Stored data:

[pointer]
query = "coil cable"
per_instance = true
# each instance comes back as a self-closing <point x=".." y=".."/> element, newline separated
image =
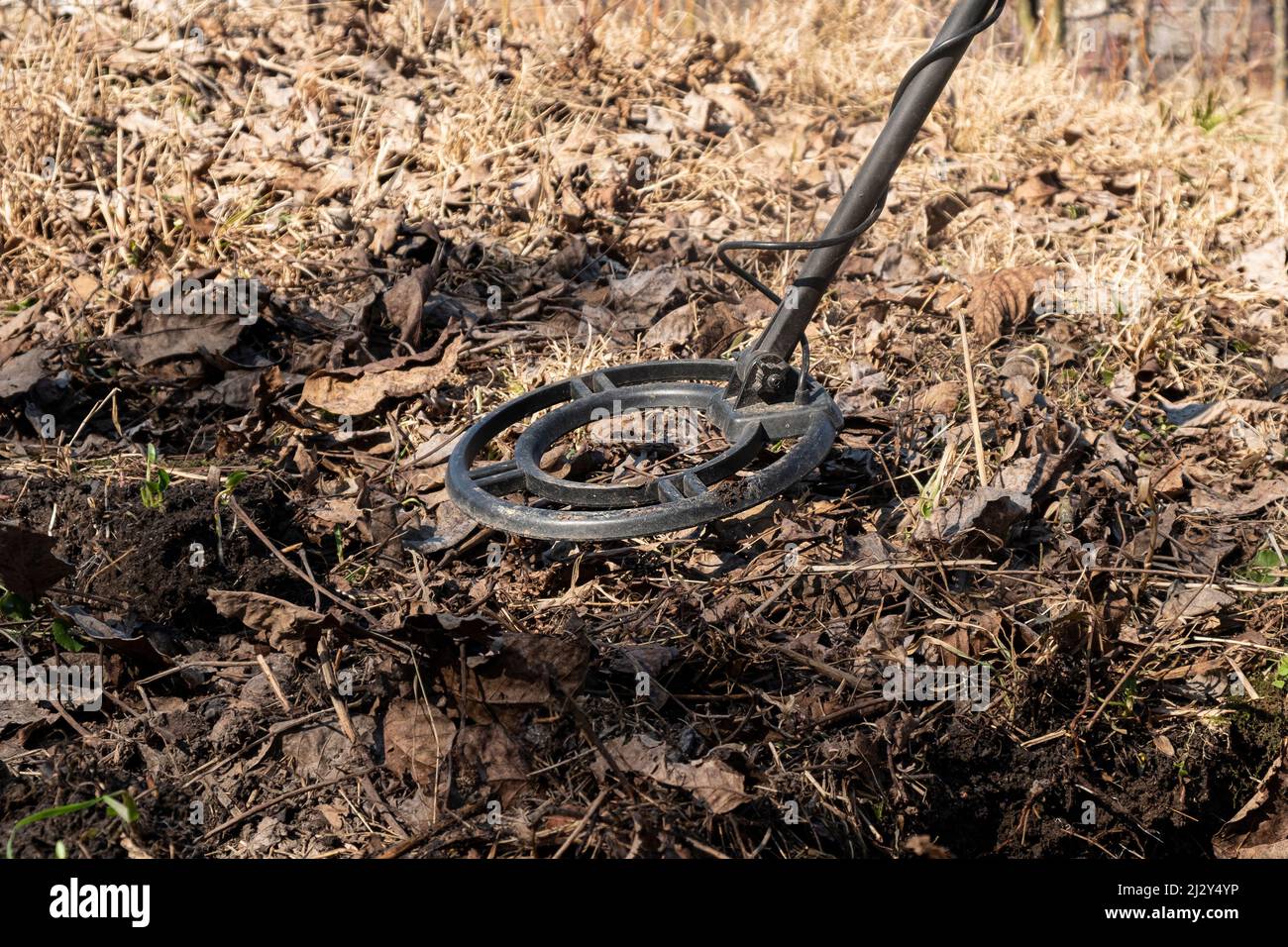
<point x="935" y="52"/>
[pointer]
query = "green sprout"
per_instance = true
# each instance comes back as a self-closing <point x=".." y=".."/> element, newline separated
<point x="155" y="480"/>
<point x="119" y="802"/>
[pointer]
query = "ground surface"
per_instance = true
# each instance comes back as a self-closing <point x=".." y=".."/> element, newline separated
<point x="308" y="652"/>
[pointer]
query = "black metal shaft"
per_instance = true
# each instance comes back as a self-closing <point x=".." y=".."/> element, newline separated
<point x="870" y="184"/>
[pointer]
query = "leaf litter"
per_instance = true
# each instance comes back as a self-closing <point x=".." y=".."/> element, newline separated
<point x="437" y="222"/>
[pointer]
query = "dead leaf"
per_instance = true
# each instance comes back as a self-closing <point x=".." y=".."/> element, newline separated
<point x="1000" y="298"/>
<point x="359" y="390"/>
<point x="1193" y="603"/>
<point x="287" y="626"/>
<point x="524" y="672"/>
<point x="172" y="337"/>
<point x="27" y="566"/>
<point x="1261" y="493"/>
<point x="1260" y="828"/>
<point x="417" y="740"/>
<point x="22" y="372"/>
<point x="940" y="398"/>
<point x="497" y="759"/>
<point x="712" y="780"/>
<point x="990" y="510"/>
<point x="1267" y="265"/>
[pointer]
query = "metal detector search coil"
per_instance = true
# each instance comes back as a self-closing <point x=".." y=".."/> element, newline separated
<point x="758" y="399"/>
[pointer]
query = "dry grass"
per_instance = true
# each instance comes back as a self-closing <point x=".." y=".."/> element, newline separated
<point x="271" y="145"/>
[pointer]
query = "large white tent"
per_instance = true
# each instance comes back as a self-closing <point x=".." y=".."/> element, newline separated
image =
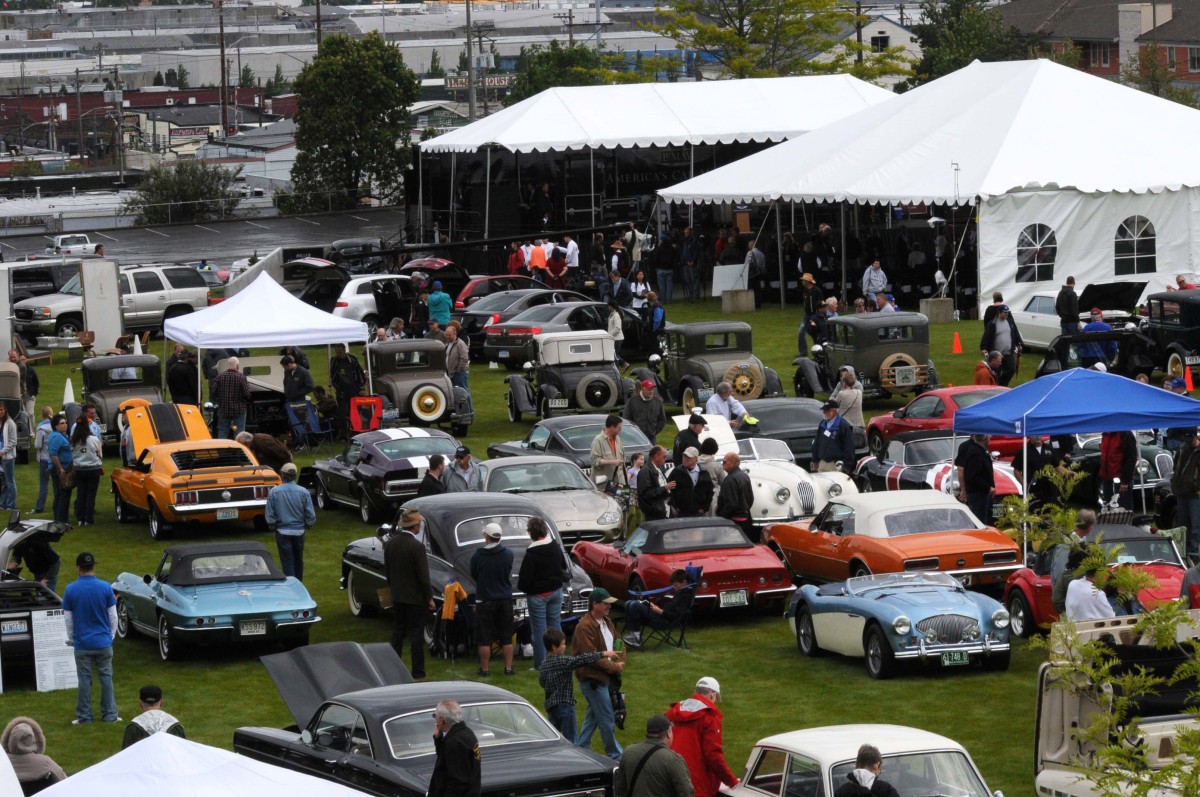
<point x="168" y="765"/>
<point x="1067" y="171"/>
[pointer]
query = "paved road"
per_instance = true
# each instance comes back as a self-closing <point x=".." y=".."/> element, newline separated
<point x="221" y="243"/>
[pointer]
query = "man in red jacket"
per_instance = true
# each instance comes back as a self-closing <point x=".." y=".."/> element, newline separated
<point x="697" y="738"/>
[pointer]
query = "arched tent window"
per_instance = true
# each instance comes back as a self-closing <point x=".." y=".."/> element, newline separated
<point x="1134" y="250"/>
<point x="1036" y="251"/>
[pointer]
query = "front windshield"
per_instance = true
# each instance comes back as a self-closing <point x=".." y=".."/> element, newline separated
<point x="495" y="724"/>
<point x="924" y="774"/>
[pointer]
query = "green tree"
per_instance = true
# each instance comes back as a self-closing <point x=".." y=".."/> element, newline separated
<point x="955" y="33"/>
<point x="186" y="191"/>
<point x="353" y="125"/>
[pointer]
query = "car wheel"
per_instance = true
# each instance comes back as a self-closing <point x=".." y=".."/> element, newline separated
<point x="427" y="403"/>
<point x="805" y="635"/>
<point x="358" y="609"/>
<point x="1020" y="615"/>
<point x="881" y="661"/>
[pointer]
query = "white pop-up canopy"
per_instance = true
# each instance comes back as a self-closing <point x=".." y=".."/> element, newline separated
<point x="168" y="765"/>
<point x="665" y="114"/>
<point x="262" y="315"/>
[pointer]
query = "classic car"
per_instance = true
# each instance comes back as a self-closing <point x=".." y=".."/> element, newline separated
<point x="108" y="381"/>
<point x="412" y="378"/>
<point x="1039" y="323"/>
<point x="377" y="471"/>
<point x="175" y="473"/>
<point x="219" y="593"/>
<point x="737" y="573"/>
<point x="935" y="409"/>
<point x="895" y="532"/>
<point x="697" y="357"/>
<point x="454" y="528"/>
<point x="581" y="511"/>
<point x="815" y="762"/>
<point x="571" y="372"/>
<point x="1029" y="591"/>
<point x="377" y="738"/>
<point x="511" y="343"/>
<point x="570" y="436"/>
<point x="929" y="617"/>
<point x="925" y="461"/>
<point x="792" y="420"/>
<point x="889" y="352"/>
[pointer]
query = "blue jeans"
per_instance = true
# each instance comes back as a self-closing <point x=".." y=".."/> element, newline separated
<point x="545" y="612"/>
<point x="101" y="660"/>
<point x="291" y="547"/>
<point x="229" y="425"/>
<point x="599" y="717"/>
<point x="563" y="718"/>
<point x="665" y="279"/>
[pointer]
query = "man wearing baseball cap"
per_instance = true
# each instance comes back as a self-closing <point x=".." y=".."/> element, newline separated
<point x="289" y="514"/>
<point x="697" y="738"/>
<point x="90" y="610"/>
<point x="645" y="411"/>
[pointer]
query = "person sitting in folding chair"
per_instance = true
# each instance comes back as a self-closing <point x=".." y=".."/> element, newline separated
<point x="661" y="616"/>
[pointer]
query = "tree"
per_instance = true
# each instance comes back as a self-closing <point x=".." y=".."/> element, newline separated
<point x="955" y="33"/>
<point x="353" y="127"/>
<point x="186" y="191"/>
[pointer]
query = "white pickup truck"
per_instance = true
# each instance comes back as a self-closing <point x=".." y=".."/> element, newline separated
<point x="73" y="244"/>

*Given exercise:* Leave out the pictures and return every record word for word.

*Complete output:*
[pointer]
query = "coil cable"
per_instance = true
# each instance comes back as a self-closing <point x=".." y=".."/> element, newline separated
image =
<point x="935" y="52"/>
[pointer]
query = "green sprout"
per_instance = true
# each instance comes back as a self-closing <point x=".." y=".."/> element, newline separated
<point x="155" y="480"/>
<point x="119" y="802"/>
[pointer]
query = "ground surface"
per_instance = true
# each instance comes back as a self-closing <point x=".." y=".."/> element, newline separated
<point x="308" y="652"/>
[pointer]
query = "black metal shaft"
per_instance = true
# each instance comes back as a self-closing <point x=".." y=".."/> element, newline separated
<point x="870" y="184"/>
[pointer]
query = "leaf litter"
per_instance = true
# each instance comes back as a self-closing <point x=".." y=".."/> element, newline separated
<point x="437" y="222"/>
[pointer]
query = "dead leaf"
per_instance = true
# each instance comes back as a self-closing <point x=".." y=".."/> element, newline separated
<point x="1000" y="298"/>
<point x="359" y="390"/>
<point x="1193" y="603"/>
<point x="287" y="626"/>
<point x="524" y="672"/>
<point x="172" y="337"/>
<point x="27" y="566"/>
<point x="1261" y="493"/>
<point x="1260" y="828"/>
<point x="417" y="740"/>
<point x="22" y="372"/>
<point x="940" y="398"/>
<point x="497" y="759"/>
<point x="712" y="780"/>
<point x="990" y="510"/>
<point x="1267" y="265"/>
[pointer]
query = "metal detector search coil"
per_instance = true
# each instance comes back as a self-closing <point x=".." y=".."/> element, newline separated
<point x="758" y="399"/>
[pointer]
query = "dry grass"
per_instance = true
# each instance comes back as a self-closing <point x=".." y=".."/> element, newline separated
<point x="271" y="145"/>
[pointer]
query = "large white tent"
per_instance = true
# each instance comes back as a self-closing <point x=".." y=".."/> element, newline separated
image =
<point x="168" y="765"/>
<point x="1067" y="171"/>
[pointer]
query = "paved road"
per_instance = true
# each instance comes back as a self-closing <point x=".." y=".."/> element, newline separated
<point x="221" y="243"/>
[pointer]
query = "man in red jacket"
per_instance = true
# each instance comes back as a self-closing <point x=".." y=".."/> element, newline separated
<point x="697" y="738"/>
[pointer]
query = "arched tent window"
per_instance = true
# each instance comes back as a self-closing <point x=".." y=".."/> element, newline separated
<point x="1134" y="250"/>
<point x="1036" y="251"/>
[pointer]
query = "front windshield"
per_instance = true
# each instance comes back as a self-closing <point x=".." y=".."/> element, newline separated
<point x="495" y="724"/>
<point x="924" y="774"/>
[pointer]
query = "green tree"
per_instance = true
# each instance comes back as a self-closing <point x=".." y=".."/> element, newline separated
<point x="955" y="33"/>
<point x="186" y="191"/>
<point x="353" y="125"/>
[pointer]
query = "car wheel"
per_instance = true
# each instance comes back as a self-closing <point x=".." y=".."/> element, newline separated
<point x="427" y="403"/>
<point x="805" y="635"/>
<point x="358" y="609"/>
<point x="1020" y="615"/>
<point x="881" y="661"/>
[pointer]
query = "white pop-up canopy"
per_instance = true
# each instance comes back as a self-closing <point x=".." y=".."/> element, newline separated
<point x="168" y="765"/>
<point x="665" y="114"/>
<point x="262" y="315"/>
[pointer]
query = "classic car"
per_instance = true
# each instance comes back as a self-closing <point x=".." y=".."/> element, newline separated
<point x="108" y="381"/>
<point x="412" y="378"/>
<point x="1039" y="323"/>
<point x="377" y="471"/>
<point x="175" y="473"/>
<point x="219" y="593"/>
<point x="737" y="573"/>
<point x="935" y="409"/>
<point x="895" y="532"/>
<point x="697" y="357"/>
<point x="454" y="528"/>
<point x="581" y="511"/>
<point x="815" y="762"/>
<point x="571" y="372"/>
<point x="1029" y="591"/>
<point x="377" y="738"/>
<point x="511" y="343"/>
<point x="570" y="436"/>
<point x="929" y="617"/>
<point x="925" y="461"/>
<point x="792" y="420"/>
<point x="889" y="352"/>
[pointer]
query = "blue jeans"
per_instance = true
# each instance comes back as a self-closing <point x=".." y=".."/> element, newline separated
<point x="545" y="612"/>
<point x="101" y="660"/>
<point x="291" y="547"/>
<point x="229" y="425"/>
<point x="599" y="717"/>
<point x="563" y="718"/>
<point x="665" y="279"/>
[pointer]
query = "man wearing baseball cap"
per_instance = true
# each instance comes back as a self-closing <point x=".." y=".."/> element, newline separated
<point x="289" y="514"/>
<point x="697" y="738"/>
<point x="90" y="610"/>
<point x="645" y="411"/>
[pointer]
query = "person sitting in folding chair"
per_instance = true
# each instance comes back as a self-closing <point x=".." y=".."/> element, newline separated
<point x="661" y="616"/>
[pointer]
query = "tree"
per_instance = true
# each instance comes back as a self-closing <point x=".." y=".."/> element, newline separated
<point x="955" y="33"/>
<point x="353" y="127"/>
<point x="186" y="191"/>
[pointer]
query = "white pickup truck"
per_instance = true
# each instance comes back as a self-closing <point x=".." y=".."/> element, newline separated
<point x="73" y="244"/>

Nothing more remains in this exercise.